=== Section Start ===

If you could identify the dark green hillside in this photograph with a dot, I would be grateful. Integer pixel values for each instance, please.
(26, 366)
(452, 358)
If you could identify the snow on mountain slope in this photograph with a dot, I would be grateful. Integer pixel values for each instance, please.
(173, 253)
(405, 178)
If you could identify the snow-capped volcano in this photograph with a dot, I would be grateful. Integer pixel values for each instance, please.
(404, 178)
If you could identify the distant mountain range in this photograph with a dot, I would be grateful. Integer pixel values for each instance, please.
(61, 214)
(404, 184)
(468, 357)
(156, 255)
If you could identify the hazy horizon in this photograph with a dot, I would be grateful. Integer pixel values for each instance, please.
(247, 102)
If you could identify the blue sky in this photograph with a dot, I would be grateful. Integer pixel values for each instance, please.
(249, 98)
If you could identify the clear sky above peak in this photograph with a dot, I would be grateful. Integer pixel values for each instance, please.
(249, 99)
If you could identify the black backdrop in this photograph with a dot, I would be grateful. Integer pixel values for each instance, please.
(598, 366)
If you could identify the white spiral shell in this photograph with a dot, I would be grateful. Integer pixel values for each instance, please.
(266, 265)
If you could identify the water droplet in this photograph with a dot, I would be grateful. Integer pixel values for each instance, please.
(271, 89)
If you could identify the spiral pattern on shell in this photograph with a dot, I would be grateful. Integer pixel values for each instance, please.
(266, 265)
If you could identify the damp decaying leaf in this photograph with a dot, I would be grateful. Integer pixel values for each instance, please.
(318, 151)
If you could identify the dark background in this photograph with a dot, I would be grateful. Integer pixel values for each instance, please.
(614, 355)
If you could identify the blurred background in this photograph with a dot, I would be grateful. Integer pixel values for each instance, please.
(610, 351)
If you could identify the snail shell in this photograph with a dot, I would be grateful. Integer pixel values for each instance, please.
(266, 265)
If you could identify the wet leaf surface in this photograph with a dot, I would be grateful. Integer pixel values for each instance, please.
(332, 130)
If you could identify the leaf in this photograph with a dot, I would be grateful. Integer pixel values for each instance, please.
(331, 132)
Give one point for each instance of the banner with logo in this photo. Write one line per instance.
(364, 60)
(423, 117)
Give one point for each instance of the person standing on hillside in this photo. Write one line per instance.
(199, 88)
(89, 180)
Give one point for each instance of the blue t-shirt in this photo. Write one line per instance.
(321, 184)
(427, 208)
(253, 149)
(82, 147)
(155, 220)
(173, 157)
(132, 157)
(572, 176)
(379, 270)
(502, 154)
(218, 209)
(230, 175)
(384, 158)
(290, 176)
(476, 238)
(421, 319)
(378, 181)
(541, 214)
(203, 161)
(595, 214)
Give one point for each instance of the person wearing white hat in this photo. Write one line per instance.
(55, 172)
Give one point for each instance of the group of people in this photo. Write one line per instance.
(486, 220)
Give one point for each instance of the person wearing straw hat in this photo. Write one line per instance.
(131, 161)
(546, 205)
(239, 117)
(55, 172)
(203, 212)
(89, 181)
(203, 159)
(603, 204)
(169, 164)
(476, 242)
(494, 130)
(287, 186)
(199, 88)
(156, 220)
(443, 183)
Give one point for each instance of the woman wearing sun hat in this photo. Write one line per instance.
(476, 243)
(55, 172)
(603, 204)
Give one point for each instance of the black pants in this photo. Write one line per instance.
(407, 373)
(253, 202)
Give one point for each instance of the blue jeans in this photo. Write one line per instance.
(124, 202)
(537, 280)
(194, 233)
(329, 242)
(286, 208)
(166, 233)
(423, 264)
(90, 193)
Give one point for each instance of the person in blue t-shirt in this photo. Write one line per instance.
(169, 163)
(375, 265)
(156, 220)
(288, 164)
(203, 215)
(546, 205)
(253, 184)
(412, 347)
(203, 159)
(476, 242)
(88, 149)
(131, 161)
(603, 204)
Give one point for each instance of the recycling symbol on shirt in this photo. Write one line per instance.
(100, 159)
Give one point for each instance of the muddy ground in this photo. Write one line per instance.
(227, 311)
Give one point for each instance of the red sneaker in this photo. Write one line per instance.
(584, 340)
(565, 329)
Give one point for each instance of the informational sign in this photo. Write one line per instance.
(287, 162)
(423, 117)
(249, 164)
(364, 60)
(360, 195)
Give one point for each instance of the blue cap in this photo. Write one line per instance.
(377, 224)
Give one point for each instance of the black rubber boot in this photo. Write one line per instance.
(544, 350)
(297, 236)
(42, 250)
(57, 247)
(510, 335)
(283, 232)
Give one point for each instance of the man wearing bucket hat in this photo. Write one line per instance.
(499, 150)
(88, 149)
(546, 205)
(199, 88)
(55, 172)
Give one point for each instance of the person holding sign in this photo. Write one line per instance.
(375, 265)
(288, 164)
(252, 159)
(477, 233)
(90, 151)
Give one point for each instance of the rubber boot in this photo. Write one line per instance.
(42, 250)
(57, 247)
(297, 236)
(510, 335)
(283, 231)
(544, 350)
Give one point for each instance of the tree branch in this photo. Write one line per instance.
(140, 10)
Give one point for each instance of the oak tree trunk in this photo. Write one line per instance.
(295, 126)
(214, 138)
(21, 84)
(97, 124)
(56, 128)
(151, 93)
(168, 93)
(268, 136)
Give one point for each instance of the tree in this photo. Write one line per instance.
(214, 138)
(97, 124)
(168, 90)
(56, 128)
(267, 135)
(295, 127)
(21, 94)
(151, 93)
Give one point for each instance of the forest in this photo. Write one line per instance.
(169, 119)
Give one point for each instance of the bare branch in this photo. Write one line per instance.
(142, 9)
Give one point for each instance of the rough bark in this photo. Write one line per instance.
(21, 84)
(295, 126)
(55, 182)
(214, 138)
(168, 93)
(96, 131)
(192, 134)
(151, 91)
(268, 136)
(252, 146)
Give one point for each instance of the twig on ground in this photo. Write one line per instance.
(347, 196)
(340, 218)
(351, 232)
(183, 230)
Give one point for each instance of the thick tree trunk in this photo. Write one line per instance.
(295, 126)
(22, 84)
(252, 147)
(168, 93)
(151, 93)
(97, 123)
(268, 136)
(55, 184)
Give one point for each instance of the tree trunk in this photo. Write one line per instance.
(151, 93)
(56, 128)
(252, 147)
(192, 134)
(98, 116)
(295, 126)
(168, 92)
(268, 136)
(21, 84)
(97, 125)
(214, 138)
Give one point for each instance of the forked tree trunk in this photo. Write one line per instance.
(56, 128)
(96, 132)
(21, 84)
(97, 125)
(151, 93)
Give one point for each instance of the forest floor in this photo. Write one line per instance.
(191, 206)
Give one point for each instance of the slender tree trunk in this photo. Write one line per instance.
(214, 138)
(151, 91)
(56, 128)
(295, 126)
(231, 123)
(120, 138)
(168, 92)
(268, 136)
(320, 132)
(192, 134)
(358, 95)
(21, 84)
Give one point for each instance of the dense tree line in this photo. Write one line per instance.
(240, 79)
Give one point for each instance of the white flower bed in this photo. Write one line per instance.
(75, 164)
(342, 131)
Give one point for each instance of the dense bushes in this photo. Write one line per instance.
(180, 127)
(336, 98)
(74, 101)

=== Section End ===

WHAT YOU ARE ASKED TO DO ▸
What you should produce is an exact retyping of every line above.

ANSWER BELOW ▸
If you could identify the dark green hillside in this photograph with a dot, I would be grateful. Integer pixel values for each instance, please.
(26, 366)
(452, 358)
If you could identify the snow on mountain slope in this photograph with a dot, I would be grateful. Integer pixel values for each instance, please.
(173, 253)
(405, 178)
If you could identify the snow-capped volcano in this photograph with a dot, I would be grateful. Integer pixel values for each instance, please.
(404, 178)
If you could identify the distant mountain range in this photograph with a dot, I would be grateful. Integer pixel values for each instance, please.
(61, 214)
(404, 184)
(468, 357)
(156, 255)
If you could identify the hazy horizon in this photograph with a dot, I would be grateful. Integer pixel values for each instance, please.
(247, 102)
If you could identify the blue sky in this photograph with a dot, I would be grateful. Integer pixel values for each instance, please.
(249, 98)
If you could identify the clear sky above peak in this photograph with a dot, I would be grateful. Integer pixel values for each instance, please.
(249, 99)
If you could identify the black backdrop in this photograph with a dot, I would be grateful. Integer pixel values for each instance, please.
(598, 366)
If you could identify the white spiral shell in this photograph with a dot, I would be grateful. Integer pixel values for each instance, please.
(266, 265)
If you could identify the water droplet in this photograph with a dot, I would be grateful. Integer pixel values for each instance, please.
(271, 89)
If you could identify the spiral pattern on shell in this photograph with a dot, I would be grateful. Integer pixel values for each instance, please.
(266, 265)
If you could identify the damp decaying leaf in this photograph with a dot, I would be grateful. Integer pixel values for each instance, please.
(318, 151)
If you could identify the dark background in this photograph with a dot, I would be grateful. Integer pixel values for each instance, please.
(614, 355)
If you could identify the blurred background in this photograph with a dot, I would be grateful. Integer pixel values for each instance, please.
(610, 351)
If you could identify the snail shell in this photograph with a dot, I would be grateful. Integer pixel values for each instance, please.
(266, 265)
If you could identify the wet leaf surface in this photograph with a dot, I would be grateful. Integer pixel values for each instance, please.
(332, 130)
If you could identify the leaf in this photograph with a dot, I would be grateful. Integer pixel values for each instance, please.
(331, 132)
Give one point for each instance of the banner with logo in this photo. Write one line per instance.
(364, 60)
(423, 117)
Give one point for each instance of the person standing on hillside in this photo. Write one line per instance.
(199, 88)
(89, 180)
Give one point for each instance of the blue t-shirt in this photo. Write one line per instance.
(321, 184)
(427, 208)
(253, 149)
(82, 147)
(155, 220)
(173, 157)
(132, 157)
(572, 176)
(379, 270)
(502, 154)
(218, 209)
(230, 175)
(384, 158)
(290, 176)
(476, 238)
(421, 319)
(378, 181)
(541, 214)
(203, 161)
(595, 214)
Give one point for each instance of the person wearing white hat in this photo. Write one line per instance.
(55, 172)
Give one point for each instance of the group of people in this photo. Write one line per instance.
(486, 220)
Give one point for each instance of the person wearing straw hat in this photo. Write one line per instance.
(131, 161)
(546, 205)
(239, 117)
(55, 172)
(203, 212)
(89, 181)
(203, 159)
(603, 204)
(169, 164)
(476, 242)
(494, 130)
(287, 186)
(199, 88)
(156, 220)
(443, 183)
Give one point for each instance of the woman wearing sun hat in this photo. Write one line per instance.
(476, 243)
(55, 172)
(603, 204)
Give one point for each instance of the black pants in this photo. Write one line per instance.
(407, 373)
(253, 202)
Give one point for each instance of the blue jeans in this photo. Write one line per instance.
(124, 202)
(537, 280)
(194, 233)
(329, 242)
(286, 208)
(166, 233)
(423, 264)
(90, 193)
Give one point for each instance of the person in blue t-shirt in this photo. Write one line per instance.
(169, 163)
(375, 265)
(156, 220)
(288, 164)
(203, 215)
(546, 205)
(253, 184)
(412, 347)
(203, 159)
(476, 242)
(88, 149)
(131, 161)
(603, 204)
Give one point for each instance of the recycling symbol on shirt in this photo. Write one line per instance.
(100, 159)
Give one point for each instance of the muddy ground in this photo. Write one line per instance.
(227, 311)
Give one point for each instance of the red sneaker in this photo. Write one line per instance.
(584, 340)
(565, 329)
Give one point for each instance of the informational sign in this photo. Write one line per instance.
(287, 162)
(423, 117)
(249, 164)
(364, 60)
(360, 195)
Give one point for each instance of the blue cap in this photo. Write one line per instance.
(377, 224)
Give one point for each instance of the black rubber boot in this photo. Write one line per instance.
(544, 350)
(297, 236)
(42, 250)
(57, 247)
(510, 335)
(283, 232)
Give one point for each instance of the man wearing bucket hat in this photo. Write one line per instance.
(499, 150)
(88, 149)
(546, 205)
(199, 88)
(55, 172)
Give one point for each instance of the person holding sign in this photo. Write one line per instance.
(375, 265)
(288, 164)
(252, 159)
(477, 233)
(90, 151)
Give one point for each instance of the rubber boot in this photo. Write one line per instance.
(42, 250)
(57, 247)
(297, 236)
(510, 335)
(283, 231)
(544, 350)
Give one point for each instance of the tree branch in this photo. Write one line per instance.
(140, 10)
Give one point for each instance of the oak tree trunk in this photo. Write one line per instance.
(295, 126)
(214, 138)
(21, 84)
(97, 124)
(56, 128)
(151, 93)
(168, 93)
(268, 136)
Give one point for each instance of the tree in this photo. Write one line per instance.
(214, 138)
(97, 124)
(168, 90)
(56, 128)
(267, 135)
(295, 127)
(21, 94)
(151, 93)
Give one point for each instance of the forest in this photo. Write one line per instance.
(169, 119)
Give one point for each instance of the bare branch in this photo. Write one line per instance.
(142, 9)
Give one point for each instance of the rough bark in this photo. Write one line per instance.
(21, 84)
(295, 126)
(55, 182)
(214, 138)
(168, 93)
(96, 131)
(192, 134)
(151, 91)
(268, 136)
(252, 146)
Give one point for each instance of the twig on ground in this photo. Write one line per instance.
(347, 196)
(340, 218)
(351, 232)
(183, 230)
Give one point for each instance of the thick tree trunk in this photo. Write one line per instance.
(295, 126)
(22, 84)
(252, 147)
(168, 93)
(151, 93)
(97, 123)
(268, 136)
(55, 184)
Give one point for each instance of the tree trunk in this photo. Write one line per instance.
(151, 93)
(56, 128)
(252, 147)
(192, 134)
(98, 116)
(295, 126)
(168, 92)
(268, 136)
(21, 84)
(97, 125)
(214, 138)
Give one point for each instance of the forked tree trunk in this photo. Write one line per instance.
(56, 128)
(96, 132)
(21, 84)
(97, 125)
(151, 93)
Give one point for each instance of the forest floor in this photo. Write one line per instance.
(191, 206)
Give one point for each instance of the slender tree trunk in this photo. Write one line per instance.
(214, 138)
(151, 91)
(56, 128)
(295, 126)
(231, 123)
(120, 138)
(168, 92)
(268, 136)
(320, 132)
(192, 134)
(358, 95)
(21, 84)
Give one point for each instance of the dense tree line in this photo. Write one line per instance.
(240, 79)
Give one point for each instance of the white flower bed in this photo. Write one line per instance.
(75, 164)
(342, 131)
Give one point for each instance of the dense bushes in this photo. Write one line per instance.
(180, 127)
(336, 98)
(74, 101)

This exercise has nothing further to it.